------ Text excerpt ------
"Inventions"
Sleep’s Jerusalem, Mike Oldfield’s Tubular Bells, Jean Michel Jarre’s Oxygene and, to a lesser extent, Pink Floyd’s Dark Side Of The Moon and Ozric Tentacles’ Jurassic Shift. These are all albums whose tracks remain emotionally welded together, no matter how many attempts are made to pull them asunder. Those who harbour a strong passion for long-players of this ilk will glory in the birth of Inventions whose debut demands instantaneous full exposure.
Having previously stuck rigidly to their own bodies of work, there was always the fear that neither Explosions In The Sky’s Mark T. Smith or Matthew Cooper, the sole member of Eluvium, sending audio tapes across the heart of the U.S., would bring a cohesive series of fresh sounds to the table and, to some extent, their music does touch base with their past bands. However, there can be no doubt that as a united force they have also revelled in the freedom this new project has granted them. Consequently, they have created an instrumental album of the most beautiful, minimalist, ambient rock music that resonates at a completely different frequency from all that has gone before.
Yawning into life, the aptly-titled “Echo Tropism” tugs gently at your sleeve; its soft flow pulling you into a sculptured world where joyous emotion soaks into the flora and resounds along currents that circulate around your still form. Drifting through the tracks, breathy vocalisations begin to create harmonics that rise through the richly-layered subsonics. The spartan, often crunching, percussive elements keep the whole locked into a central spine so that as the synthetic patterns stretch, in the main, they remain integrated and vital to the whole.
------
● **Problem**
List the albums that the Inventions review names in its opening sentence, with the artist of each.
------ Record excerpts ------
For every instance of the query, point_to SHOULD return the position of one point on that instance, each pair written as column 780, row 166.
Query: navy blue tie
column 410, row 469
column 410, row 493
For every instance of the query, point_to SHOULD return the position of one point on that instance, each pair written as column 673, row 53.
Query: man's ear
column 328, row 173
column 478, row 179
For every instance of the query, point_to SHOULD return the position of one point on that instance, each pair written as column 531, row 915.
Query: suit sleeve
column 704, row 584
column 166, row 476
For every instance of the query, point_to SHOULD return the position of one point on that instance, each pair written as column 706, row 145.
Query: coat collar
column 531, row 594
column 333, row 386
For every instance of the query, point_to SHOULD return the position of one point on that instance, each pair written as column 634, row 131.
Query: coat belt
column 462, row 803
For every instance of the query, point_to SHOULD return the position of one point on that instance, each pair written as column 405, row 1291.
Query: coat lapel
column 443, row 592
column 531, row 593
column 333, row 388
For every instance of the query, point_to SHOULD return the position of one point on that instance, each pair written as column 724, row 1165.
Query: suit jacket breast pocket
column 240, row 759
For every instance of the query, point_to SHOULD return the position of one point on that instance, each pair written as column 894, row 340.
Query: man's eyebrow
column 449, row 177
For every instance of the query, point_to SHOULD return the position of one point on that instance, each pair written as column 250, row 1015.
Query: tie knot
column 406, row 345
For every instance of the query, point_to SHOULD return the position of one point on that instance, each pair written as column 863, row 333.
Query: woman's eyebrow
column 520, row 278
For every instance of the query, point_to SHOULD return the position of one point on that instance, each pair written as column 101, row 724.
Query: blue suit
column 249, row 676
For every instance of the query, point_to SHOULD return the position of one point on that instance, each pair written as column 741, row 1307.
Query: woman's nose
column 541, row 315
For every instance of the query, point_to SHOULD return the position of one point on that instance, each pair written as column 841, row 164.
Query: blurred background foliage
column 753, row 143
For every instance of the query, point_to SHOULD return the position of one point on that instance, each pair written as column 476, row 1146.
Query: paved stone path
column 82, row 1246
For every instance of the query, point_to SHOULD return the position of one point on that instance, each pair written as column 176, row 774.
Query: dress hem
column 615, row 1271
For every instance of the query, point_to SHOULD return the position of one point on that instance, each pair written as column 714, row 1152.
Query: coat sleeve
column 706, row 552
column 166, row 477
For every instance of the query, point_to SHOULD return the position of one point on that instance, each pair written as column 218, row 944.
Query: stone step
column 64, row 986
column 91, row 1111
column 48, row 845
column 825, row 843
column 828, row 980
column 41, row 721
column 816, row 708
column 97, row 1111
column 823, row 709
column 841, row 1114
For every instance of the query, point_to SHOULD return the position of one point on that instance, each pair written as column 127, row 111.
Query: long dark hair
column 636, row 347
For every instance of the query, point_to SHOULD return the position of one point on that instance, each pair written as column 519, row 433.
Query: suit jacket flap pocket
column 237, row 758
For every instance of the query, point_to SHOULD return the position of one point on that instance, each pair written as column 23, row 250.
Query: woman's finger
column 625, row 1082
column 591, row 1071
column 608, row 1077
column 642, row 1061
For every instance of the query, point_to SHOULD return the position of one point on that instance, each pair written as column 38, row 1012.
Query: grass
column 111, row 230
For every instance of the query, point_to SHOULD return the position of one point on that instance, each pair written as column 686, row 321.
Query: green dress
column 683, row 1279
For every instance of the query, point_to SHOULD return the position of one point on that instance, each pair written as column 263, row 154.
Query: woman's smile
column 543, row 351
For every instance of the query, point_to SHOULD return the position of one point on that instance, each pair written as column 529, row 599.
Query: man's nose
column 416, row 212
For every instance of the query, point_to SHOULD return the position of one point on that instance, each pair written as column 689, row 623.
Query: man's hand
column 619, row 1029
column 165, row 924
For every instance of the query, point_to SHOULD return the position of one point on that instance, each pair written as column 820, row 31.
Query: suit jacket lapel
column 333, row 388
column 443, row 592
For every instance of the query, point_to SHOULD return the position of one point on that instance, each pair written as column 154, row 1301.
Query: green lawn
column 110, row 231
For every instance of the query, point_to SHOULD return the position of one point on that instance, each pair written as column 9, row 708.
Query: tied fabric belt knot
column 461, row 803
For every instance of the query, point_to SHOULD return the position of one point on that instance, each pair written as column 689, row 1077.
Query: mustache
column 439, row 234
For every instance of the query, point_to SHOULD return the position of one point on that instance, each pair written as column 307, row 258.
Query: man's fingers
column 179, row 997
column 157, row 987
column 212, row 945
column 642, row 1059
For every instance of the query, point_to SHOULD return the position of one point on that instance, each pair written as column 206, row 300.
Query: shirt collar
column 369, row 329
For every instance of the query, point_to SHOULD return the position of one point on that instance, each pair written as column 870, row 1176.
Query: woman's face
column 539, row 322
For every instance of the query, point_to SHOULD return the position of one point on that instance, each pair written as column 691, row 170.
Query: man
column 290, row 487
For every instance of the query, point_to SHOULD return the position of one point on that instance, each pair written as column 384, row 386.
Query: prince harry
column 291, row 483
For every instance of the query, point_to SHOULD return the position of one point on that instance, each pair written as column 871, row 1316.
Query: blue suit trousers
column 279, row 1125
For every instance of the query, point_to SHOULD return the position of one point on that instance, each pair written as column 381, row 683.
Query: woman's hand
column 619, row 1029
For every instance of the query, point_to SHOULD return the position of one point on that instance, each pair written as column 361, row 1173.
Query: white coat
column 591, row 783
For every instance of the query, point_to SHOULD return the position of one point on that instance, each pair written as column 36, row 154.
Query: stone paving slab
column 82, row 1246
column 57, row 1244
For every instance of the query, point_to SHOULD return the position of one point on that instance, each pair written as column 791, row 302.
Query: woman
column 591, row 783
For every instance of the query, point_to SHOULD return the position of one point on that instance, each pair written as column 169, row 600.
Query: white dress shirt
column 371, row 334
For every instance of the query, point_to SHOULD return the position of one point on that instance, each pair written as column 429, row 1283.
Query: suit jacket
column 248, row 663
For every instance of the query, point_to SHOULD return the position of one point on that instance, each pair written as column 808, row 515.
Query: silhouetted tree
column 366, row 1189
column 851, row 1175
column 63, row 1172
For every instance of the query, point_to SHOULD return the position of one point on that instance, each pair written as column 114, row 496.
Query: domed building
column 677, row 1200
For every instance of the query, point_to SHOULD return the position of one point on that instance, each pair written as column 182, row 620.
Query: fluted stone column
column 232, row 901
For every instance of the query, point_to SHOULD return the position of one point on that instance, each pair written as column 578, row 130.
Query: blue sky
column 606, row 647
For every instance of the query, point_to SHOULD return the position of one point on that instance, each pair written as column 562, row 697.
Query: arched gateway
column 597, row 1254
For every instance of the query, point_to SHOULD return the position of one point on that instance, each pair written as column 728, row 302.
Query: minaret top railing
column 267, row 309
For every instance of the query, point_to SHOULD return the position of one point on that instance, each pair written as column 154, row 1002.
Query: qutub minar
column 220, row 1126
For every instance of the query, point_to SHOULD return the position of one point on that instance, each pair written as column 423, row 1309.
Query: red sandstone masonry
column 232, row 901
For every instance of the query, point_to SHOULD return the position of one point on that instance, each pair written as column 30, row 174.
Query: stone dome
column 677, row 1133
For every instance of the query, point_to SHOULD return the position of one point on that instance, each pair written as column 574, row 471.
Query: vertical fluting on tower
------
● **Written answer**
- Jerusalem by Sleep
- Tubular Bells by Mike Oldfield
- Oxygene by Jean Michel Jarre
- Dark Side Of The Moon by Pink Floyd
- Jurassic Shift by Ozric Tentacles